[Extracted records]
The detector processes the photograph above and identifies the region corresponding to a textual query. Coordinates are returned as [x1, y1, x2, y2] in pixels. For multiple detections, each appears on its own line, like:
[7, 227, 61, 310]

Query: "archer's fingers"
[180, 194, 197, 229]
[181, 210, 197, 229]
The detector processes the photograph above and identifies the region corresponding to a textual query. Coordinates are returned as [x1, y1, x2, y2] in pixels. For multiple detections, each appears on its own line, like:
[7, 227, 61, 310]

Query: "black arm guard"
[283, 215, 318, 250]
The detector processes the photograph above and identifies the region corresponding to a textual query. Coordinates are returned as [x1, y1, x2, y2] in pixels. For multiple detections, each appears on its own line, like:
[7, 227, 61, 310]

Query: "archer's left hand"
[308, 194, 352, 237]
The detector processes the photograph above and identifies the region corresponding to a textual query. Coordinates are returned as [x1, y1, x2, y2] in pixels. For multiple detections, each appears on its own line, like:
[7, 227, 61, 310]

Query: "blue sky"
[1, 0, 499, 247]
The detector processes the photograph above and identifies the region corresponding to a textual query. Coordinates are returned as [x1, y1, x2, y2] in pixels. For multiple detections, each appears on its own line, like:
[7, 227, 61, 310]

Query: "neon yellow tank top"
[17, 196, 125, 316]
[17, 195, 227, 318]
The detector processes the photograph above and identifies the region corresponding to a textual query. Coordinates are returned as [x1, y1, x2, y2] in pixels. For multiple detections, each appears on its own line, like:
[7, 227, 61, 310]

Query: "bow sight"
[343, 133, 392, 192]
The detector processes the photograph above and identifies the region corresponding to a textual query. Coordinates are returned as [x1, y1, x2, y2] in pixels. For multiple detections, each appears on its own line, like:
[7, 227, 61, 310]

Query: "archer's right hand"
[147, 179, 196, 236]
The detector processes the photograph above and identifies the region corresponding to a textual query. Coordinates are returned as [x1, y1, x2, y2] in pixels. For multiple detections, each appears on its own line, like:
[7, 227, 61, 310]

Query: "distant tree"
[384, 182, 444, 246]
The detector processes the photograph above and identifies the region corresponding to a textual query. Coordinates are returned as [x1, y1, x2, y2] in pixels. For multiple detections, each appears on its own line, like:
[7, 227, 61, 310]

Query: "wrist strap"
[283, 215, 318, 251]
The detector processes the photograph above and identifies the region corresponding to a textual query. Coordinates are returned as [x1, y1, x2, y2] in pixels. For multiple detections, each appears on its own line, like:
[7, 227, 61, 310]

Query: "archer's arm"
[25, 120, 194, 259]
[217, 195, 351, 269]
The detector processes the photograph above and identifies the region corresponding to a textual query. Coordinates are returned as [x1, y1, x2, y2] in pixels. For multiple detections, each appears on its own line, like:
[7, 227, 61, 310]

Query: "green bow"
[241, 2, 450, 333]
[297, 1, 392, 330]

== DESCRIPTION OF THE TASK ==
Every entry shown above should be transcribed without alteration.

== RESULT OF THIS EXERCISE ==
The detector processes the photograph above and identifies the region corresponding to a textual query. Coordinates are returned as [x1, y1, x2, y2] in pixels. For multiple detections, each appears on its own line, like:
[7, 227, 61, 310]

Query: "archer's fingers"
[180, 194, 197, 229]
[181, 210, 197, 229]
The detector processes the photograph above and identifies the region corresponding to a textual query. Coordinates are returned as [x1, y1, x2, y2] in pixels. For multiple detections, each appears on its own line, like:
[7, 227, 61, 310]

Query: "black arm guard"
[283, 215, 318, 250]
The detector processes the photograph above and identifies the region corresponding to a textual query. Coordinates are returned as [x1, y1, x2, y2] in pixels. For multiple detections, each appears on its own line, like:
[7, 227, 61, 310]

Query: "archer's left hand"
[308, 194, 352, 237]
The detector processes the photograph above and identifies the region corresponding to a textual query. Coordinates are returned as [x1, y1, x2, y2] in pixels. For multiple detections, each appears on its own line, like:
[7, 227, 61, 310]

Query: "blue sky"
[1, 0, 499, 247]
The detector processes the photograph above and identifies the region corresponding to a textual query. Coordinates are returned as [x1, y1, x2, y2] in pixels. For multiple detections, each appears on its own line, like:
[7, 227, 61, 310]

Query: "neon yellow tank top"
[17, 196, 125, 316]
[17, 195, 227, 318]
The detector processes the photograph above and identifies the region corresponding to a textual query. Coordinates are returned as [x1, y1, x2, y2] in pixels. For multiple detections, each appears on its own line, like:
[7, 227, 61, 310]

Query: "bow sight"
[343, 133, 392, 192]
The detector processes the photograph above and identifies the region corresponding to a textual query. Coordinates are returned as [x1, y1, x2, y2] in pixels. For multiple detections, each appears on its own line, like:
[7, 227, 61, 310]

Query: "archer's right hand"
[147, 179, 196, 236]
The detector processes the photograph above and identifies the region corresponding to a textual query. Coordinates are returned as [x1, y1, x2, y2] in pixels. For multiple detections, each appears on its own line, like:
[7, 227, 61, 310]

Query: "distant tree"
[384, 182, 444, 246]
The detector processes the photograph above and identifies the region corresponding to a textual query. Coordinates are returned as [x1, y1, x2, y2] in pixels. For multiple detections, each appears on its own line, like:
[7, 227, 61, 310]

Query: "wrist strap"
[283, 215, 318, 251]
The detector processes the photograph above and identifies the region corresponding to a textual query. Coordinates are returned as [x1, y1, x2, y2] in pixels. For multiple detections, each appears on its own line, like:
[7, 227, 61, 310]

Query: "archer's arm"
[25, 120, 194, 259]
[217, 195, 351, 269]
The detector processes the photograph above and identifies the region corresponding to a textual query. Coordinates are returned as [x1, y1, x2, y2] in pixels. For multiple detections, each appears on its own line, like:
[7, 227, 61, 310]

Query: "green bow"
[241, 2, 450, 333]
[297, 1, 392, 330]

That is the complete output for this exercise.